▶ [Records for this task]:
►
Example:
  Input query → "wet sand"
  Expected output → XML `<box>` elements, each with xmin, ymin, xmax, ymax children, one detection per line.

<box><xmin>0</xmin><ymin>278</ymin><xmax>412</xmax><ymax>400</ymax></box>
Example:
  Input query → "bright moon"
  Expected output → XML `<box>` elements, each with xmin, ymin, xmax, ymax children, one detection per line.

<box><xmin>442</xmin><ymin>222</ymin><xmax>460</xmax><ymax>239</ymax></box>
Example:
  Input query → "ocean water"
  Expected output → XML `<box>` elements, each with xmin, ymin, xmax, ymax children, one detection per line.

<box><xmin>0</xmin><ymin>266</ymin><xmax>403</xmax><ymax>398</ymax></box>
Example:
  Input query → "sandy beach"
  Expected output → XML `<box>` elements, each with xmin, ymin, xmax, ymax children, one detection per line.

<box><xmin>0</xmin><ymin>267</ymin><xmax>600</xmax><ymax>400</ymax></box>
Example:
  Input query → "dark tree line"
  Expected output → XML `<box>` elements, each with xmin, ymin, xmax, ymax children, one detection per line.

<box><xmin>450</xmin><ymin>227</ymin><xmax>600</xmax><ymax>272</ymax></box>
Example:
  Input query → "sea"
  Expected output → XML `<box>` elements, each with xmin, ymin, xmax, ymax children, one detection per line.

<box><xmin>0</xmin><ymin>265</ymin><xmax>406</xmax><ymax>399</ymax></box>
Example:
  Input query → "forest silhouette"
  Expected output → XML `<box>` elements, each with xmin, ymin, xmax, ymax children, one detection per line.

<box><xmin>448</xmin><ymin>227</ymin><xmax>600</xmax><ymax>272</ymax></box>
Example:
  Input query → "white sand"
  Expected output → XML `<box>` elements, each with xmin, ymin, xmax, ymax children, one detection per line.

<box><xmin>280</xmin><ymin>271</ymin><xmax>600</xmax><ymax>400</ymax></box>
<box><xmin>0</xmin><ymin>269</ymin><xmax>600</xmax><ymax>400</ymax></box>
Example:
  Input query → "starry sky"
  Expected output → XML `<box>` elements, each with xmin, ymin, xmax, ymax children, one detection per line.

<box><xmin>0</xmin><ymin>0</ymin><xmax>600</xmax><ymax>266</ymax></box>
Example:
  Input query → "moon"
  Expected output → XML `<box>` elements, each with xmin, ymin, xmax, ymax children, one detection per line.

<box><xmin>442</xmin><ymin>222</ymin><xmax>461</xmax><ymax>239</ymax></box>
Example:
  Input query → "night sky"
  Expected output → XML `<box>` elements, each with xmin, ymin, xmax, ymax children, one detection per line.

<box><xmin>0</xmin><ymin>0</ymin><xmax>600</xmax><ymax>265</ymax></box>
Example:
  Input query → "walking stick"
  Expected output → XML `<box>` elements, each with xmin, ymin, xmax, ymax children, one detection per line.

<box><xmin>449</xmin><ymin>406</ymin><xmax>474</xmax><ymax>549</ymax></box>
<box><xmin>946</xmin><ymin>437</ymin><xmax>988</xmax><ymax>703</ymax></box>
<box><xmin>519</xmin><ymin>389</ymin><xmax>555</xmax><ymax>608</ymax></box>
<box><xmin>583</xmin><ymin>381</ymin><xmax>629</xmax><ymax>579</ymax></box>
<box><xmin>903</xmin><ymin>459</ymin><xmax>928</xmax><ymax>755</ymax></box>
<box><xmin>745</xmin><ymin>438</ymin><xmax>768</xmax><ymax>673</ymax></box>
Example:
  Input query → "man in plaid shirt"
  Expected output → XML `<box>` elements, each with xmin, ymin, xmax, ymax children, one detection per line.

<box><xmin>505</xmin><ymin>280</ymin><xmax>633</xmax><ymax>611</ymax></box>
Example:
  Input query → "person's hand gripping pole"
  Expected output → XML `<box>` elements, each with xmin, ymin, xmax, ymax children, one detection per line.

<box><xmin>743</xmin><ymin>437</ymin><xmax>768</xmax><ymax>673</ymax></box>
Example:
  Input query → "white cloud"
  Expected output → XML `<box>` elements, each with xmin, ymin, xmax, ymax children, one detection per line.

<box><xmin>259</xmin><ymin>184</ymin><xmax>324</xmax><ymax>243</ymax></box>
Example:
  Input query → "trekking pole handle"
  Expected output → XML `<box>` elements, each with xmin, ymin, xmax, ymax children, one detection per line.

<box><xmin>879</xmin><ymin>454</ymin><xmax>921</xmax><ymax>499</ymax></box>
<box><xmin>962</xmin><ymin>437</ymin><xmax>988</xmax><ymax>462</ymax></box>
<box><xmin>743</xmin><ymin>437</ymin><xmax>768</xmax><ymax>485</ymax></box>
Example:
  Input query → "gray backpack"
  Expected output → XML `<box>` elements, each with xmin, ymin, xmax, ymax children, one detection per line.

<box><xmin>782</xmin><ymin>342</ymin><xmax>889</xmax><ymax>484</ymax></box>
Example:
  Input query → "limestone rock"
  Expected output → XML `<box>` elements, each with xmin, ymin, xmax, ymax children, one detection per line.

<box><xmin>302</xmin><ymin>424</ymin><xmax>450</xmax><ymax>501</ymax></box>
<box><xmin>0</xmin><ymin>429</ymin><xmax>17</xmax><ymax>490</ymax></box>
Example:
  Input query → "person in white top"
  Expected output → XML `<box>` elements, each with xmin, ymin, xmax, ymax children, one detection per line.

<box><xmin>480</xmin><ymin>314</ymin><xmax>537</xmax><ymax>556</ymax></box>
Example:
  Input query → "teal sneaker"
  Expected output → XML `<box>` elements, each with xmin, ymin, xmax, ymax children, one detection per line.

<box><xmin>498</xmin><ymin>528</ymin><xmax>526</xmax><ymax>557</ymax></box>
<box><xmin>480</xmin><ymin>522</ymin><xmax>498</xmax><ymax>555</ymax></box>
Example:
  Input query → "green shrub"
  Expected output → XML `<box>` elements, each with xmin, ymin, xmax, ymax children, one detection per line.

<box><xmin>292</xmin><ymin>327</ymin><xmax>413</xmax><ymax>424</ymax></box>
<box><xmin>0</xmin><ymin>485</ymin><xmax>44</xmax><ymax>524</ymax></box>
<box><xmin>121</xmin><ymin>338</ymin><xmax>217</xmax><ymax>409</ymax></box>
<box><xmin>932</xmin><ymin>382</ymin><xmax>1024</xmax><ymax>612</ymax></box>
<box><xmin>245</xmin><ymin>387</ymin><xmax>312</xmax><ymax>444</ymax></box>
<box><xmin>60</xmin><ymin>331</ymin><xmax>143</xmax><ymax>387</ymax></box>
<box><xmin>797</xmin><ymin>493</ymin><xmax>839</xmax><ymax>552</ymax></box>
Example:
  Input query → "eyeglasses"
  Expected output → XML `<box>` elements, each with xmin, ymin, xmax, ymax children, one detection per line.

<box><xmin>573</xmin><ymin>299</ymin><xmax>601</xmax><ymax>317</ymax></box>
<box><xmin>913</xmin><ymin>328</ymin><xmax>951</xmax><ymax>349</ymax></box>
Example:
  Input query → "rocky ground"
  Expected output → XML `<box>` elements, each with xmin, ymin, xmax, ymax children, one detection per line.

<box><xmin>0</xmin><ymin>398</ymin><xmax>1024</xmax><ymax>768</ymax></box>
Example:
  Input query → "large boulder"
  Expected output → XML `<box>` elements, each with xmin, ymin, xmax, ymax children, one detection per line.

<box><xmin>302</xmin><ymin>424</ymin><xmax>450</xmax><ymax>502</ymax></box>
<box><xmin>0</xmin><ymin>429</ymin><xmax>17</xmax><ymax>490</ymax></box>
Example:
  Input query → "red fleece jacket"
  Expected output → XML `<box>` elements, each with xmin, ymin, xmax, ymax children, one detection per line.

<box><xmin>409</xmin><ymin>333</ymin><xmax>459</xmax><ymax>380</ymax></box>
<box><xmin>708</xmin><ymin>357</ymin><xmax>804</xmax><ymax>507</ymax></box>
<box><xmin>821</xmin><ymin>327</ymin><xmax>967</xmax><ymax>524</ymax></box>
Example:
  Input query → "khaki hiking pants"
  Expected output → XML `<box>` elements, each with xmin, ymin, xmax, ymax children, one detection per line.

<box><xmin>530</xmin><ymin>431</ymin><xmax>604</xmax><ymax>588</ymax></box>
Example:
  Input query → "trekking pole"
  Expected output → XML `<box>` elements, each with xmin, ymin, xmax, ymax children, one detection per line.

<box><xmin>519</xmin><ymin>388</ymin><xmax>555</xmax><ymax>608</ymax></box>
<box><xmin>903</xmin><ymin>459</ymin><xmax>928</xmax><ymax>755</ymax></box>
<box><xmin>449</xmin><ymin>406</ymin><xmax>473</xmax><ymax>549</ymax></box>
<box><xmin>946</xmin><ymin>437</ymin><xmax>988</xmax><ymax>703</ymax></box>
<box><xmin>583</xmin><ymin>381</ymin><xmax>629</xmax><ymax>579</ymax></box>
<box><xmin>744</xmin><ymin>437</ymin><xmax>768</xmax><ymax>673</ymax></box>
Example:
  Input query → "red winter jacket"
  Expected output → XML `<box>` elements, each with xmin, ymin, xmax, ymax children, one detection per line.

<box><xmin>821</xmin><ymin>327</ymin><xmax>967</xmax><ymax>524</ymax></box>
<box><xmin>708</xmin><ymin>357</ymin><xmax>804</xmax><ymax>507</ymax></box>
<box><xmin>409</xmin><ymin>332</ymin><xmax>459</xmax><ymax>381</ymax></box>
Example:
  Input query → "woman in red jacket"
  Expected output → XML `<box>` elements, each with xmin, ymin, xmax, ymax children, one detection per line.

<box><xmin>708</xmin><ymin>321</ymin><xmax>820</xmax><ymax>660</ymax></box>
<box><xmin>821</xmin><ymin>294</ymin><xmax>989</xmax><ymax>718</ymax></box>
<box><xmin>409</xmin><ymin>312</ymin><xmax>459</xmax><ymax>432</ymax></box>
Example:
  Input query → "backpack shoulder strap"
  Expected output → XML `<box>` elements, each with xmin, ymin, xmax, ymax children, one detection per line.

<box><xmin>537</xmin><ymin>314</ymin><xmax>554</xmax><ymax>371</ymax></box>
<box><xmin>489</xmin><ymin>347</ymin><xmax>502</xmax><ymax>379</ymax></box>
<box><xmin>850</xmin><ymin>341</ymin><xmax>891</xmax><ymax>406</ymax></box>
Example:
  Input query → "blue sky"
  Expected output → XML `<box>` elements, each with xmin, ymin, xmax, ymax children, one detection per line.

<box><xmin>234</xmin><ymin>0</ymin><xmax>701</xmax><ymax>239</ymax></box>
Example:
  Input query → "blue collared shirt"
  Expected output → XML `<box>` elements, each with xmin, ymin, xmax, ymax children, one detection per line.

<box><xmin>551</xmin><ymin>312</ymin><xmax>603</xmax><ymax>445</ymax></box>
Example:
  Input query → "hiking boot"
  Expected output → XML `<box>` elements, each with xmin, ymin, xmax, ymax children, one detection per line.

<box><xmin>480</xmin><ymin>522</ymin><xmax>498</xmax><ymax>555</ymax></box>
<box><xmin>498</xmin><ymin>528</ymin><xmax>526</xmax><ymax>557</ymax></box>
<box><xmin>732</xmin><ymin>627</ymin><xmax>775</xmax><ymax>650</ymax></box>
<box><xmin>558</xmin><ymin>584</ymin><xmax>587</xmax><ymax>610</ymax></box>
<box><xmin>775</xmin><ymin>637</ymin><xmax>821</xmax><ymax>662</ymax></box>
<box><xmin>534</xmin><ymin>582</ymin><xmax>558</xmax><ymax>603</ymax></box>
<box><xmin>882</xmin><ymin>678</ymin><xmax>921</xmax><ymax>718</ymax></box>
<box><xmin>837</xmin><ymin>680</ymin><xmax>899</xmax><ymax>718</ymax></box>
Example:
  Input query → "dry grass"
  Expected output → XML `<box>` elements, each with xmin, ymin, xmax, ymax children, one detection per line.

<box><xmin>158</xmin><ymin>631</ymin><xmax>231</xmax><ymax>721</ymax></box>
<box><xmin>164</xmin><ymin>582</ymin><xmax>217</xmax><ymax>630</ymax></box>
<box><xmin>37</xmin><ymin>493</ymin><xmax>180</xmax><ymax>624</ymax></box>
◄
Select every line in the data above that contains the word "shirt", and copy each one out in full.

  Input query → "man in plaid shirt"
  Input query → "blue collared shirt"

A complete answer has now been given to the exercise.